> **EXERCISE**:
Go through the data below. Pull out every line that has the word "surface".
━━━ MATERIAL FOR THE TASK ━━━
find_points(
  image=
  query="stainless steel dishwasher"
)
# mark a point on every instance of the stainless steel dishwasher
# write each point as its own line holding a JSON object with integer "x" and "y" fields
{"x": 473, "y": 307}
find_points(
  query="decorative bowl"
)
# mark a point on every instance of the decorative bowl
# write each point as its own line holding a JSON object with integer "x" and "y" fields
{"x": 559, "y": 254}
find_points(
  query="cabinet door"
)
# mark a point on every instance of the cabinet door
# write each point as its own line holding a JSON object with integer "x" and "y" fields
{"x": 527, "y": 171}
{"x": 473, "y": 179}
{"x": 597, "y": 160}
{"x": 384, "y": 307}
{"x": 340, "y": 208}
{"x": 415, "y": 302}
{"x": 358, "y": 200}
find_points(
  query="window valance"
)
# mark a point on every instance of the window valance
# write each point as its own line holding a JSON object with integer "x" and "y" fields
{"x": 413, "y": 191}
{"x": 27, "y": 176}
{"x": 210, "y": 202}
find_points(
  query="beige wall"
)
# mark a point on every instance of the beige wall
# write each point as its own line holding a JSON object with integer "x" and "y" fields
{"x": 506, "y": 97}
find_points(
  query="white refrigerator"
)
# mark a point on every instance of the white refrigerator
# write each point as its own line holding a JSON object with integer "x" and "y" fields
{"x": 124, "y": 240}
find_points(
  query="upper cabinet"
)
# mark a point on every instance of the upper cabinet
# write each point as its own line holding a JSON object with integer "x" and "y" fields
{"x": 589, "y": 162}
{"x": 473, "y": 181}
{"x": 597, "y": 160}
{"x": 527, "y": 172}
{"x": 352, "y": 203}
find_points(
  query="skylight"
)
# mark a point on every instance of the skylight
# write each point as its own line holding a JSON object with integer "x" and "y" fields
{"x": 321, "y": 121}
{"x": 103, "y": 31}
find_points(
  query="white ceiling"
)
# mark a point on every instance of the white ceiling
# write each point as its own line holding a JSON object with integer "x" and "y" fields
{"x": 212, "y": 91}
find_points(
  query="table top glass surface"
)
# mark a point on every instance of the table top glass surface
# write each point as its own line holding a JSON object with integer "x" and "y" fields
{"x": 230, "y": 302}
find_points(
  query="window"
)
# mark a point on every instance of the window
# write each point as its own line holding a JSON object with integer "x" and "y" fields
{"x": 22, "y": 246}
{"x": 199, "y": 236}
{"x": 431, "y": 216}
━━━
> **FINAL ANSWER**:
  query="table top glass surface"
# mark a point on every instance of the table top glass surface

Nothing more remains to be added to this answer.